Dataset content:

↓↓↓

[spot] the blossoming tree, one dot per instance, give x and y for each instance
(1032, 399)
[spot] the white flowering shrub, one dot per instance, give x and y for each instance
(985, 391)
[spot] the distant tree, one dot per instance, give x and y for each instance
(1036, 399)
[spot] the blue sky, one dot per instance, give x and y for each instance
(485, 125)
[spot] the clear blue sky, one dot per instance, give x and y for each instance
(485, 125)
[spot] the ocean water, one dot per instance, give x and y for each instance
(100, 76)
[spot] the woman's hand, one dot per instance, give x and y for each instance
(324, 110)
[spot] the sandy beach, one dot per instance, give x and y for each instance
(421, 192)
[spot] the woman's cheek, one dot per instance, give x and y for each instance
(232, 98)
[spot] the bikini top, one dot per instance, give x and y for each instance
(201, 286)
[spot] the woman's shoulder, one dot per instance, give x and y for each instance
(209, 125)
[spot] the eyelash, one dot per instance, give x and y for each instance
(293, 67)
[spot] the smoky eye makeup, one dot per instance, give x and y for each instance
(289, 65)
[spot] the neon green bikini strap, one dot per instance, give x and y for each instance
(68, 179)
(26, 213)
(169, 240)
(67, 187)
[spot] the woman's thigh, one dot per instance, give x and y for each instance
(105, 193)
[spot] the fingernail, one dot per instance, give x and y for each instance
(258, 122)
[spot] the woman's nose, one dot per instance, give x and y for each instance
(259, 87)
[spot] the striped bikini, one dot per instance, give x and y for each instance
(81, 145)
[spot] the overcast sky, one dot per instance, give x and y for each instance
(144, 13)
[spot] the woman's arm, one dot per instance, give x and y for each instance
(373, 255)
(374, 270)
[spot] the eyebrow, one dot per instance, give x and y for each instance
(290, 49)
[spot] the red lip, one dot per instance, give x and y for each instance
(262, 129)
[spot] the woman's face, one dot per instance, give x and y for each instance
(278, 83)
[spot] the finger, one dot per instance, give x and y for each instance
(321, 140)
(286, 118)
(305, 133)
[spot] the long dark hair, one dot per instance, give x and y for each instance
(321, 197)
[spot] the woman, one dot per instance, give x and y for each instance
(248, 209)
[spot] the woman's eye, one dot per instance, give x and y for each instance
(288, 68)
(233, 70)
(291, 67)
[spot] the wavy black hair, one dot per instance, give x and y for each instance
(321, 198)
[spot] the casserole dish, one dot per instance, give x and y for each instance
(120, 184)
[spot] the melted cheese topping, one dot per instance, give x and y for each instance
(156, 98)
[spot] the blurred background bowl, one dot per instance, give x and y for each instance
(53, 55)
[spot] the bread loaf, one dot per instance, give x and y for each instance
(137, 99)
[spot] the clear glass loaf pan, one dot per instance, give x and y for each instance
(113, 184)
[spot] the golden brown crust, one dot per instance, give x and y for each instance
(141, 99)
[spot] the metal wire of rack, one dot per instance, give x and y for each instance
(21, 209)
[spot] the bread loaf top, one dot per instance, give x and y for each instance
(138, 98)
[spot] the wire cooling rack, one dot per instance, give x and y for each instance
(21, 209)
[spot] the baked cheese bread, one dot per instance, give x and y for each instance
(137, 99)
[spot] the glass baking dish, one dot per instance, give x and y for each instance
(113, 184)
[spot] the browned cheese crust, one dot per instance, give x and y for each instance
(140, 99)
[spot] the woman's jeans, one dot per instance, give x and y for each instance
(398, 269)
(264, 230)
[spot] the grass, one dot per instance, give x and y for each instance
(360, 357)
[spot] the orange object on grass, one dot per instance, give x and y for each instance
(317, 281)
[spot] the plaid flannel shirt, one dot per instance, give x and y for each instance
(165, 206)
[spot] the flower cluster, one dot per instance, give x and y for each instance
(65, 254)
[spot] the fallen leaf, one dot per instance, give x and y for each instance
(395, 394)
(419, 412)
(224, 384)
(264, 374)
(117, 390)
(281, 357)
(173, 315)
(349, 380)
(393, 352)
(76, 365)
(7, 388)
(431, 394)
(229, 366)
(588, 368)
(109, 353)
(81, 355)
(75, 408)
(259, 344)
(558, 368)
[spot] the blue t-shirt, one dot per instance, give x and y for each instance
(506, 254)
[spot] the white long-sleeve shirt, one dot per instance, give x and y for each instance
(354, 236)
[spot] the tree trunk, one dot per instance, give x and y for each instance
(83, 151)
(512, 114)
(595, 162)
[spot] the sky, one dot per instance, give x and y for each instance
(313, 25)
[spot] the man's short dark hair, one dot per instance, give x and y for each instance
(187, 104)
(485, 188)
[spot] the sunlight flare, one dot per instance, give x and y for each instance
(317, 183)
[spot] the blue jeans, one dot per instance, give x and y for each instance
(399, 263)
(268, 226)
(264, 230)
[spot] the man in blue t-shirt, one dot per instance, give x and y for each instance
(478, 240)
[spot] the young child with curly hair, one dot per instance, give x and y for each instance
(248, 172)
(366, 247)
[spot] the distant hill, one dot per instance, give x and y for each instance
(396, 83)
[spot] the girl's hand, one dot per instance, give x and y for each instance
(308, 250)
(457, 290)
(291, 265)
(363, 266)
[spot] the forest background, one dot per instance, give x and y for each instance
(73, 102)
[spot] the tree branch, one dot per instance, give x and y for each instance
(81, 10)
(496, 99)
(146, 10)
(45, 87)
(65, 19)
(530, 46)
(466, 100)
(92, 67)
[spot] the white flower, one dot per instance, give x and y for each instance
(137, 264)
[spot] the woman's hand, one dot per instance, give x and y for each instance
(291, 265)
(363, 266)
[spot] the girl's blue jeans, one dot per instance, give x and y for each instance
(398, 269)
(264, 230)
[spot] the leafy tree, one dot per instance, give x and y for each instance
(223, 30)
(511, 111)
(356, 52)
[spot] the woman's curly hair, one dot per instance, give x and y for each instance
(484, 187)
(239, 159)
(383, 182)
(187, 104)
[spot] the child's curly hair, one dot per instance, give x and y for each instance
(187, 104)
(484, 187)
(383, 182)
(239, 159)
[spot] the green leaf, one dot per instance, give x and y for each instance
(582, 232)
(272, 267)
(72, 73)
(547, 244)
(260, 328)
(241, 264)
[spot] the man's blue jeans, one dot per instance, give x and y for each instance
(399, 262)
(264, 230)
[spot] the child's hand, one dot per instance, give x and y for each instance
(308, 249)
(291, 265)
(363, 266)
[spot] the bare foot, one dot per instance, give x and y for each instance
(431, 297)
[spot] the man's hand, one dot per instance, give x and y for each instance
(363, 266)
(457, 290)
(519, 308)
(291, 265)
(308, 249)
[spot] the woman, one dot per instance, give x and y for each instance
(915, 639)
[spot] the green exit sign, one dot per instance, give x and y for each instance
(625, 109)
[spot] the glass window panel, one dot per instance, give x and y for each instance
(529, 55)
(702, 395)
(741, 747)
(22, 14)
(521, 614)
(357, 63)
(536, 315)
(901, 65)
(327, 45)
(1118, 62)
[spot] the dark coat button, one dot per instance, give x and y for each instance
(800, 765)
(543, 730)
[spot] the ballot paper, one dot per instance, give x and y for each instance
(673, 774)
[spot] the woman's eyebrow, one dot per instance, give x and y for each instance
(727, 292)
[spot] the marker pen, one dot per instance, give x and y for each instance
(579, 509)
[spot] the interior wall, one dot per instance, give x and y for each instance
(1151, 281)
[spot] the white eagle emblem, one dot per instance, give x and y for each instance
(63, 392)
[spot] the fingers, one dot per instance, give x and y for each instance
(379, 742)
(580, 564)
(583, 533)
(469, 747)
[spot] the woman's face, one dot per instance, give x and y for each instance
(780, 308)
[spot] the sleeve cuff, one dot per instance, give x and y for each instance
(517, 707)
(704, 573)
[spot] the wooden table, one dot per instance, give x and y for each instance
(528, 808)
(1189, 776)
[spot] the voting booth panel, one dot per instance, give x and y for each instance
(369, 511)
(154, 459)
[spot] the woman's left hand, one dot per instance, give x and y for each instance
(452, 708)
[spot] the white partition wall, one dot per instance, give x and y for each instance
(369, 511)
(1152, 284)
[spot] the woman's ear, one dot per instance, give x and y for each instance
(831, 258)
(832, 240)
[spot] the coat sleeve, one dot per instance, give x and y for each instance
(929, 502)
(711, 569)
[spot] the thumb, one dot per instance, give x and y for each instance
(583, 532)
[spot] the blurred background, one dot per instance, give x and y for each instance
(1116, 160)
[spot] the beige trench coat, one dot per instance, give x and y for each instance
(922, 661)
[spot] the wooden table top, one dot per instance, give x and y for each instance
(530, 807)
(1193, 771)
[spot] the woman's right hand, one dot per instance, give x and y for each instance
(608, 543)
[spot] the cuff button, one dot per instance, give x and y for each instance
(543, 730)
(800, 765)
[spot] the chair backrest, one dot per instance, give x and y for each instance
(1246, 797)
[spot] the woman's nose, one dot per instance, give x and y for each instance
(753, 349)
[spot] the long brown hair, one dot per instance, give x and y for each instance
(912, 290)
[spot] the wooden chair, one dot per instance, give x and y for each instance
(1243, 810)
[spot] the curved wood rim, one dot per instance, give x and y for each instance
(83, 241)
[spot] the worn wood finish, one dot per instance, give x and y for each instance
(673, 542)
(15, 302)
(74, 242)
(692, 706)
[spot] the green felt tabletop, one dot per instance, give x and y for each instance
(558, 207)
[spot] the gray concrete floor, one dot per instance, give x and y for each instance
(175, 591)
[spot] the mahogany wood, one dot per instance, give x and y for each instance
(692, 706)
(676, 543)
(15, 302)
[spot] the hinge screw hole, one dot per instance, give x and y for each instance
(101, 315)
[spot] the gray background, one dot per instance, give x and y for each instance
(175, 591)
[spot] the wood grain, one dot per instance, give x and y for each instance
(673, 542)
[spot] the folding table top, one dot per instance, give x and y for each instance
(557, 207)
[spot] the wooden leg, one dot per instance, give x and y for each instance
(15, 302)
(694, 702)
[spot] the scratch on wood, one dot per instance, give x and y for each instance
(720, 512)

↑↑↑

Work to complete: Rewrite the items above as a two-column CSV with the columns "text" and "answer", one row per item. Begin at the line that has "[spot] the wooden table, one" and stop after the line that has "(1243, 810)". Put each item's text and its answer in their own quoted fields, with any line breaks replaced by spaces.

Worked answer:
text,answer
"[spot] the wooden table, one dot per instance, give x and y for each instance","(528, 808) (1189, 776)"
"[spot] the voting booth panel, one dot per instance, give x and y for each instance","(369, 511) (154, 459)"
"[spot] the woman's left hand, one dot per instance, give x and y for each instance","(452, 708)"
"[spot] the white partition wall, one dot per instance, give x and y for each instance","(369, 511) (1152, 284)"
"[spot] the woman's ear, one dot per instance, give x and y for each instance","(831, 258) (832, 240)"
"[spot] the coat sleeve, one dot per instance, give x and y for each instance","(929, 502) (711, 569)"
"[spot] the thumb, one dot per instance, give x and y for each instance","(583, 532)"
"[spot] the blurred background, one dot per instance, give x and y for each instance","(1116, 160)"
"[spot] the beige trench coat, one dot per instance, give x and y for each instance","(922, 661)"
"[spot] the wooden table top, one dot per instance, give x and y for each instance","(530, 807) (1193, 771)"
"[spot] the woman's right hand, one dot per instance, give x and y for each instance","(608, 543)"
"[spot] the cuff button, one dot per instance, give x and y for each instance","(543, 730) (800, 765)"
"[spot] the chair backrest, one dot per instance, give x and y for each instance","(1246, 797)"
"[spot] the woman's nose, one dot per instance, give x and y for each instance","(753, 349)"
"[spot] the long brown hair, one dot per instance, give x and y for each instance","(912, 290)"
"[spot] the wooden chair, one dot per instance, give x and y for each instance","(1243, 810)"